• [Objective] Write out the listing word for word, from the line with "work: provide the mask of every instance of the station" up to and including the last line of the listing. Leave the pictures out.

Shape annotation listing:
++++++++++++++++++++
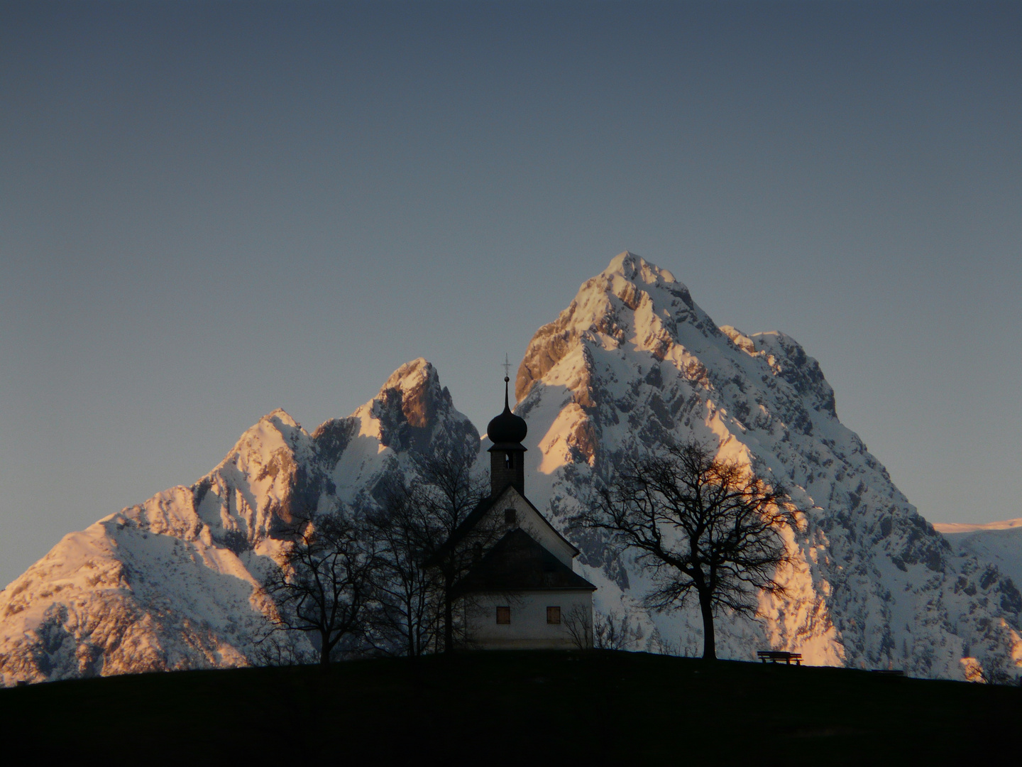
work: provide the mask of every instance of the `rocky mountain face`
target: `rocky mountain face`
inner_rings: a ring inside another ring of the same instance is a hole
[[[275,410],[191,487],[65,536],[0,593],[4,684],[259,662],[282,526],[455,442],[479,435],[423,359],[312,435]]]
[[[754,660],[773,647],[916,676],[1018,676],[1022,595],[1006,565],[951,546],[916,511],[841,424],[834,391],[793,339],[717,326],[669,272],[623,253],[536,333],[515,391],[529,426],[526,491],[562,524],[623,455],[692,437],[806,509],[788,537],[787,596],[762,597],[757,621],[724,617],[718,653]],[[598,603],[638,612],[641,571],[599,539],[576,545]],[[694,608],[638,615],[651,648],[698,651]]]
[[[935,531],[840,423],[791,337],[717,326],[669,272],[624,253],[536,333],[515,391],[526,494],[583,550],[598,610],[643,626],[641,647],[697,653],[697,611],[642,610],[642,570],[566,520],[624,455],[694,437],[806,509],[786,531],[788,593],[762,597],[757,620],[723,616],[721,657],[773,647],[917,676],[1019,675],[1015,539]],[[256,586],[281,527],[371,499],[416,455],[453,445],[478,450],[478,433],[422,359],[311,435],[282,410],[265,416],[194,485],[65,536],[0,593],[4,683],[259,662],[271,606]]]

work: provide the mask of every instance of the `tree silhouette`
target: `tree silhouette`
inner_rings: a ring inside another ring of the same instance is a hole
[[[653,577],[647,606],[679,607],[695,593],[703,658],[712,660],[721,608],[755,615],[757,592],[784,593],[776,574],[789,556],[780,530],[797,524],[796,511],[780,486],[690,441],[625,458],[574,524],[638,553]]]

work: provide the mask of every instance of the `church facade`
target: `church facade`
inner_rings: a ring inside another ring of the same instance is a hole
[[[493,649],[570,649],[591,642],[596,586],[574,572],[575,548],[525,496],[524,419],[508,406],[490,421],[490,497],[455,535],[484,530],[491,543],[459,582],[471,646]],[[588,638],[586,638],[588,637]]]

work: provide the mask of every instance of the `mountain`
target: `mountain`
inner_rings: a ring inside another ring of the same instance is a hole
[[[1008,681],[1022,667],[1022,539],[943,534],[838,419],[818,362],[781,332],[717,326],[670,272],[623,253],[537,331],[515,379],[528,423],[525,491],[582,549],[597,608],[625,612],[642,647],[696,655],[693,607],[649,614],[644,573],[566,521],[630,452],[695,438],[783,483],[784,597],[724,616],[723,658],[765,647],[812,664]],[[259,662],[256,590],[296,510],[371,500],[416,455],[480,448],[433,367],[414,360],[346,418],[312,434],[274,411],[191,487],[165,491],[61,540],[0,593],[5,684]]]
[[[477,450],[479,435],[423,359],[312,435],[275,410],[192,486],[64,536],[0,593],[4,684],[258,662],[256,587],[282,525],[453,442]]]
[[[800,650],[808,663],[916,676],[1019,674],[1022,595],[998,560],[951,546],[841,424],[818,362],[781,332],[717,326],[673,275],[631,253],[537,331],[518,368],[526,490],[562,522],[630,451],[690,437],[790,489],[788,595],[761,620],[719,623],[718,653]],[[598,601],[637,612],[644,578],[599,539],[576,540]],[[694,610],[645,616],[650,647],[698,650]]]

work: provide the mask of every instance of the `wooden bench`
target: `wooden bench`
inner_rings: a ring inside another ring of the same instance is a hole
[[[763,663],[783,663],[786,666],[795,664],[796,666],[802,665],[802,653],[801,652],[785,652],[779,649],[760,649],[756,652],[756,657]]]

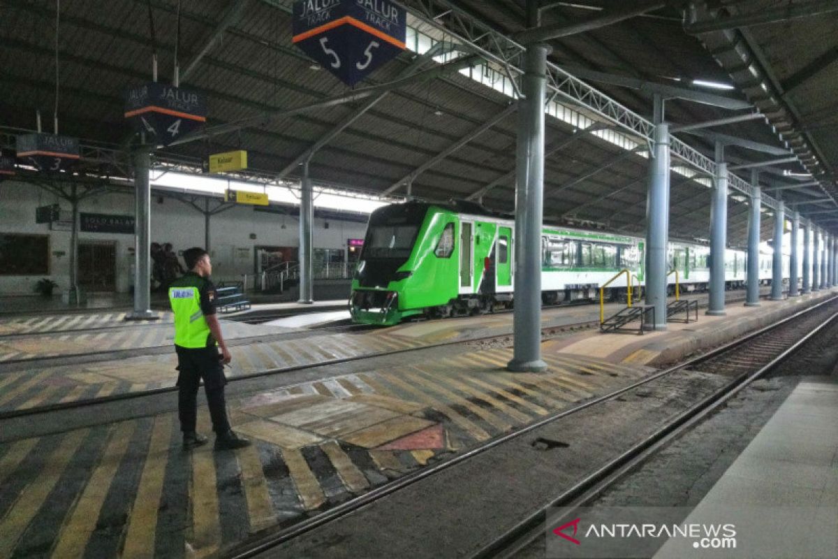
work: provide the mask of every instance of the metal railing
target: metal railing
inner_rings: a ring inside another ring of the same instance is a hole
[[[631,272],[628,271],[628,268],[623,268],[623,270],[620,270],[619,272],[618,272],[617,274],[613,277],[612,277],[611,279],[609,279],[608,282],[606,282],[603,285],[599,286],[599,323],[600,324],[602,324],[603,322],[605,322],[605,288],[608,287],[609,285],[611,285],[611,283],[614,280],[616,280],[618,277],[619,277],[623,274],[626,275],[626,285],[628,286],[626,292],[628,293],[628,306],[631,307],[631,292],[632,292],[631,276],[632,276],[632,273],[631,273]]]
[[[313,267],[313,280],[351,279],[354,273],[354,262],[322,262]],[[242,274],[242,285],[246,292],[267,292],[278,289],[285,291],[289,282],[299,280],[299,262],[282,262],[266,268],[260,273]]]

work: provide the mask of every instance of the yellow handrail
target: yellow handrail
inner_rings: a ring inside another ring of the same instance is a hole
[[[677,268],[672,268],[671,270],[670,270],[669,273],[666,274],[666,277],[669,277],[673,273],[675,275],[675,301],[680,301],[680,288],[678,287],[678,269]]]
[[[599,323],[600,324],[605,322],[605,288],[608,287],[612,282],[613,282],[615,279],[617,279],[623,274],[625,274],[627,277],[626,282],[628,284],[628,290],[627,292],[628,293],[628,306],[631,307],[631,292],[632,292],[631,272],[627,269],[623,269],[620,270],[618,272],[617,272],[616,276],[609,279],[603,285],[599,286]]]

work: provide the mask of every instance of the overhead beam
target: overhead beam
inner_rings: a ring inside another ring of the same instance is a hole
[[[792,74],[781,85],[785,96],[838,61],[838,47],[833,47]]]
[[[213,137],[215,136],[220,136],[221,134],[229,134],[230,132],[238,132],[242,128],[248,126],[256,126],[256,127],[265,127],[272,122],[273,121],[287,118],[289,116],[296,116],[297,115],[305,114],[307,112],[311,112],[312,111],[317,111],[318,109],[325,109],[332,106],[337,106],[339,105],[344,105],[346,103],[351,103],[353,101],[360,101],[362,99],[366,99],[370,96],[376,95],[378,93],[383,93],[385,91],[391,91],[401,87],[406,87],[407,85],[411,85],[416,83],[422,83],[423,81],[428,81],[430,80],[434,80],[445,74],[449,74],[451,72],[456,72],[463,68],[468,68],[478,62],[479,57],[476,54],[472,54],[469,56],[465,56],[456,60],[453,60],[447,64],[426,70],[422,72],[417,72],[413,75],[407,76],[406,78],[401,78],[394,80],[393,81],[388,81],[386,83],[379,84],[377,85],[370,85],[370,87],[362,87],[360,89],[354,90],[349,93],[344,93],[341,95],[334,96],[333,97],[326,97],[314,103],[308,105],[302,105],[292,109],[276,109],[264,111],[261,114],[256,115],[254,116],[247,116],[242,118],[239,121],[234,122],[228,122],[225,124],[221,124],[215,127],[210,127],[205,129],[204,132],[195,132],[193,134],[189,134],[179,140],[176,140],[169,144],[170,147],[179,146],[184,143],[191,143],[192,142],[197,142],[199,140],[204,140],[209,137]]]
[[[736,116],[728,116],[727,118],[716,118],[716,120],[706,121],[704,122],[696,122],[696,124],[684,124],[680,127],[672,127],[670,132],[690,132],[691,130],[699,130],[701,128],[711,128],[713,127],[724,126],[725,124],[733,124],[735,122],[755,121],[764,118],[765,115],[761,112],[749,112],[747,115],[737,115]]]
[[[721,142],[726,146],[737,146],[738,148],[744,148],[745,149],[750,149],[754,152],[761,152],[763,153],[768,153],[770,155],[789,155],[791,153],[790,151],[783,148],[777,148],[776,146],[771,146],[767,143],[761,143],[753,140],[746,140],[743,137],[731,136],[729,134],[720,134],[719,132],[709,132],[707,130],[686,130],[684,132],[694,136],[705,137],[713,143]]]
[[[465,146],[467,143],[468,143],[477,137],[488,132],[492,127],[495,126],[496,124],[498,124],[498,122],[499,122],[500,121],[504,120],[504,118],[511,115],[517,109],[518,109],[518,103],[510,103],[509,106],[507,106],[499,113],[493,116],[491,120],[488,121],[487,122],[484,122],[484,124],[480,125],[474,130],[471,131],[470,132],[461,137],[459,140],[458,140],[454,143],[446,148],[443,151],[433,156],[432,158],[423,163],[422,165],[417,167],[416,169],[411,171],[404,177],[402,177],[399,180],[391,184],[386,189],[385,189],[384,192],[381,193],[381,195],[386,196],[387,194],[395,191],[402,184],[409,184],[412,183],[413,179],[418,177],[420,174],[422,174],[427,169],[431,168],[437,163],[446,158],[457,150],[460,149],[461,148]]]
[[[572,23],[561,23],[552,25],[542,25],[516,34],[513,36],[513,39],[522,44],[531,44],[533,43],[549,41],[553,39],[569,37],[613,25],[624,19],[629,19],[647,12],[660,9],[665,5],[665,2],[628,2],[623,0],[620,3],[618,8],[607,10],[592,18]]]
[[[798,2],[788,3],[780,8],[762,9],[758,12],[719,16],[706,21],[691,22],[685,25],[684,29],[692,34],[711,31],[726,31],[742,27],[778,23],[789,21],[789,19],[812,18],[833,12],[838,12],[838,2],[835,0]]]
[[[600,83],[617,85],[618,87],[628,87],[633,90],[639,90],[649,95],[657,93],[670,99],[684,99],[685,101],[691,101],[696,103],[702,103],[704,105],[721,106],[722,108],[731,109],[732,111],[753,109],[753,106],[747,101],[740,101],[732,97],[726,97],[725,96],[716,95],[715,93],[707,93],[706,91],[698,91],[696,90],[687,89],[685,87],[677,87],[675,85],[668,85],[653,81],[645,81],[637,78],[629,78],[624,75],[598,72],[594,70],[587,70],[587,68],[582,68],[579,66],[564,66],[564,69],[572,75],[575,75],[582,80],[598,81]]]
[[[758,161],[753,163],[742,163],[742,165],[733,165],[728,168],[731,171],[738,171],[743,168],[754,168],[757,167],[770,167],[771,165],[779,165],[780,163],[792,163],[797,161],[796,157],[782,158],[780,159],[769,159],[768,161]]]
[[[431,59],[437,54],[441,54],[442,50],[442,42],[440,41],[434,44],[431,49],[423,54],[417,56],[413,61],[411,62],[401,72],[399,73],[400,78],[407,77],[419,71],[422,67]],[[370,109],[375,106],[379,101],[390,95],[390,91],[385,91],[375,96],[372,99],[367,101],[364,105],[355,109],[352,114],[349,115],[342,120],[340,122],[335,124],[332,128],[320,137],[320,138],[312,144],[308,149],[297,156],[293,161],[286,165],[278,173],[277,179],[282,179],[288,175],[289,173],[292,173],[300,165],[302,165],[307,159],[310,158],[313,154],[316,153],[321,148],[325,146],[327,143],[334,139],[342,132],[346,130],[348,127],[352,126],[359,118],[363,116],[367,113]]]
[[[215,47],[220,40],[221,40],[221,38],[224,36],[225,32],[227,31],[227,28],[239,23],[239,20],[241,19],[242,14],[245,13],[245,8],[248,3],[249,0],[233,0],[232,5],[227,8],[227,12],[224,14],[224,18],[222,18],[221,21],[220,21],[218,25],[215,26],[212,34],[210,35],[210,39],[208,39],[207,42],[204,44],[204,47],[192,58],[189,64],[186,66],[186,70],[181,72],[180,79],[182,80],[189,80],[189,76],[192,75],[192,73],[198,68],[198,65],[201,60],[207,54],[207,53],[212,50],[213,47]]]
[[[594,124],[589,126],[587,128],[583,128],[582,130],[579,130],[574,132],[573,135],[572,135],[570,137],[565,138],[564,140],[559,142],[558,143],[548,146],[547,149],[544,153],[544,158],[547,159],[548,158],[561,152],[562,149],[564,149],[570,144],[573,143],[577,140],[582,138],[586,134],[590,134],[592,132],[597,132],[597,130],[605,130],[609,127],[610,127],[607,124],[603,124],[602,122],[595,122]],[[503,175],[498,177],[486,186],[483,187],[478,190],[475,190],[474,192],[470,194],[466,198],[466,199],[467,200],[479,199],[484,194],[485,194],[489,190],[492,190],[493,189],[495,189],[500,186],[501,184],[505,184],[509,183],[509,181],[510,181],[513,178],[515,178],[515,169],[512,169],[508,173],[504,173]]]

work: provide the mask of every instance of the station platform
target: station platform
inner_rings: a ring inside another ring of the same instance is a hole
[[[732,557],[838,556],[838,380],[802,377],[770,420],[684,520],[734,521]],[[782,534],[782,542],[777,534]],[[685,539],[655,559],[706,556]]]
[[[257,390],[230,383],[234,427],[255,442],[236,452],[184,453],[169,393],[0,419],[0,556],[215,554],[632,384],[675,348],[685,355],[831,296],[731,305],[727,317],[643,336],[577,331],[596,308],[551,309],[544,323],[568,330],[543,343],[540,374],[506,371],[504,339],[478,341],[508,334],[511,313],[240,344],[234,380],[297,366]],[[365,352],[382,357],[303,370]],[[0,405],[31,410],[173,377],[170,355],[20,370],[0,375]],[[210,430],[203,407],[199,429]]]

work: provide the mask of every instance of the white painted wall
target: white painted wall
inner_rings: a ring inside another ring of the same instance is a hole
[[[204,246],[204,216],[191,206],[172,199],[152,194],[151,239],[159,243],[171,242],[175,251]],[[39,233],[50,236],[49,271],[48,277],[66,289],[70,276],[70,231],[50,230],[48,224],[35,224],[35,208],[59,204],[62,216],[69,215],[70,203],[43,189],[25,183],[0,183],[0,233]],[[132,195],[108,194],[85,199],[80,211],[132,215]],[[282,229],[285,223],[286,228]],[[347,239],[364,237],[366,225],[352,221],[314,219],[314,248],[345,249]],[[210,218],[210,243],[213,277],[216,281],[238,280],[244,273],[253,272],[254,247],[261,246],[298,246],[298,223],[295,217],[256,212],[250,206],[239,206]],[[255,240],[250,238],[255,233]],[[80,233],[80,241],[116,241],[116,288],[127,292],[133,283],[134,246],[132,235],[112,233]],[[246,254],[244,251],[246,249]],[[63,251],[64,256],[55,256]],[[183,263],[183,261],[181,262]],[[43,276],[21,277],[0,275],[0,295],[31,295],[33,287]]]

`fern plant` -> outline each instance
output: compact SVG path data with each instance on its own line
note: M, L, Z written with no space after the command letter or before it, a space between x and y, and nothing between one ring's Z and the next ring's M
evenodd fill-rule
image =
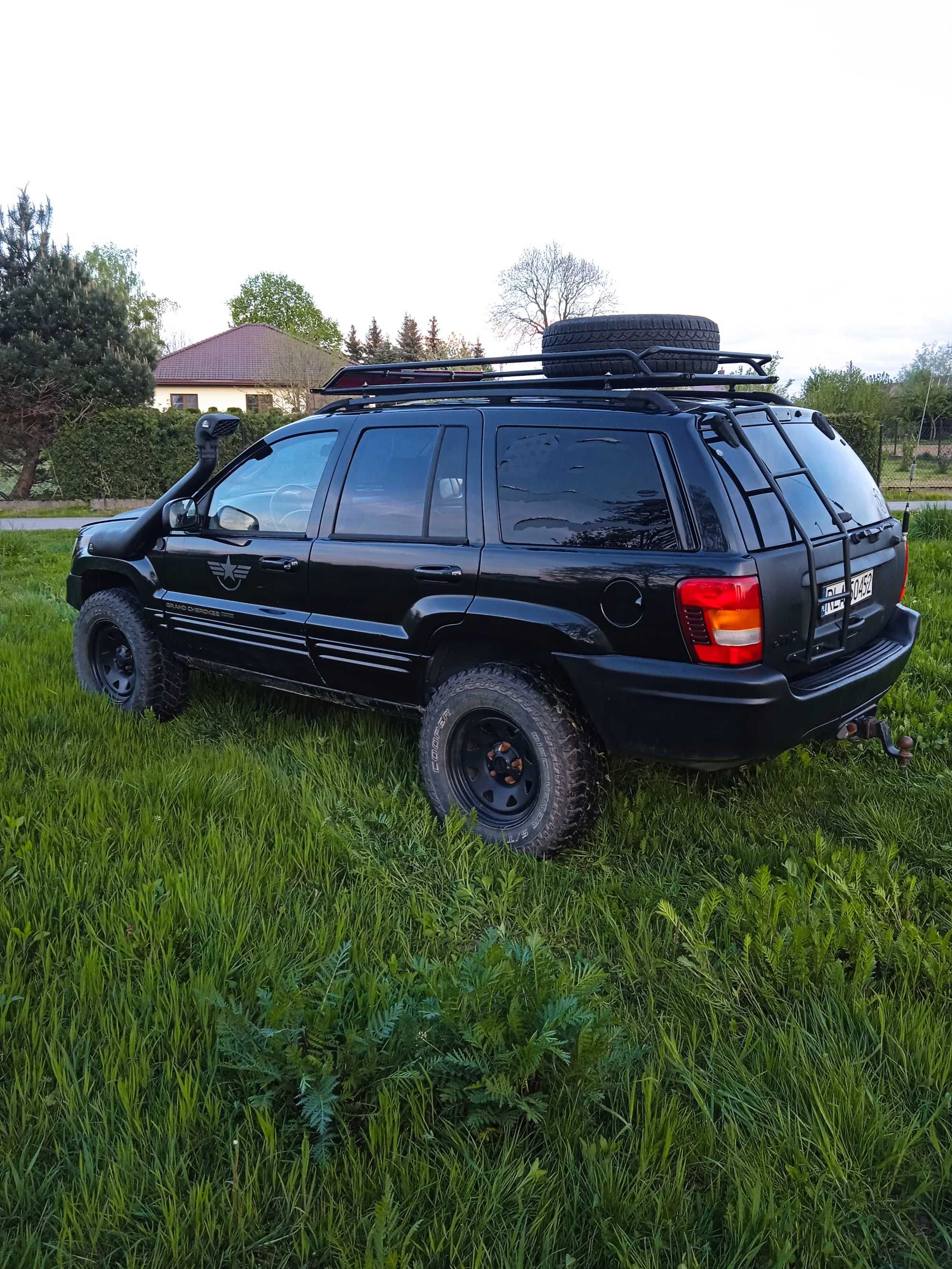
++++++++++++++++++++
• [Result below]
work: provide the mask of every instance of the station platform
target: station platform
inner_rings: a ring inside another ring of the same instance is a hole
[[[732,557],[838,556],[838,380],[802,377],[770,420],[684,520],[734,521]],[[782,534],[782,542],[777,534]],[[685,539],[655,559],[706,556]]]
[[[257,390],[230,383],[234,427],[255,442],[236,452],[184,453],[169,393],[0,419],[0,556],[215,554],[632,384],[675,348],[685,355],[831,296],[731,305],[727,317],[643,336],[577,331],[596,308],[551,309],[544,323],[568,330],[543,343],[540,374],[506,371],[504,339],[478,341],[508,334],[511,313],[240,344],[234,380],[297,366]],[[365,352],[382,357],[303,370]],[[0,405],[31,410],[173,377],[170,355],[20,370],[0,375]],[[210,430],[203,407],[199,429]]]

work: provide the mask of every instance of the white painted wall
target: white painted wall
inner_rings: a ring inside another ring of the same instance is a hole
[[[204,246],[204,216],[191,206],[172,199],[152,194],[151,239],[159,243],[171,242],[175,251]],[[39,233],[50,236],[49,271],[48,277],[66,289],[70,276],[70,231],[50,230],[48,224],[35,224],[35,208],[59,204],[62,216],[69,215],[70,203],[43,189],[25,183],[0,183],[0,233]],[[132,195],[108,194],[85,199],[80,211],[132,215]],[[282,229],[285,223],[286,228]],[[347,239],[364,237],[366,225],[352,221],[314,219],[314,248],[345,249]],[[210,218],[210,243],[213,277],[216,281],[238,280],[244,273],[253,272],[254,247],[261,246],[298,246],[298,223],[295,217],[256,212],[250,206],[239,206]],[[255,240],[250,238],[255,233]],[[80,233],[80,241],[116,241],[116,288],[127,292],[133,283],[134,246],[132,235],[112,233]],[[246,254],[244,251],[246,249]],[[63,251],[64,256],[55,256]],[[183,263],[183,261],[181,262]],[[43,276],[21,277],[0,275],[0,295],[31,295],[33,287]]]

`fern plant` -> outline each instance
output: compact SVG path data with each instance on its own line
note: M, L, Z written with no space after the command letter or before it, a space between x and y, and nothing between one ring's Z and the next ring's M
evenodd fill-rule
image =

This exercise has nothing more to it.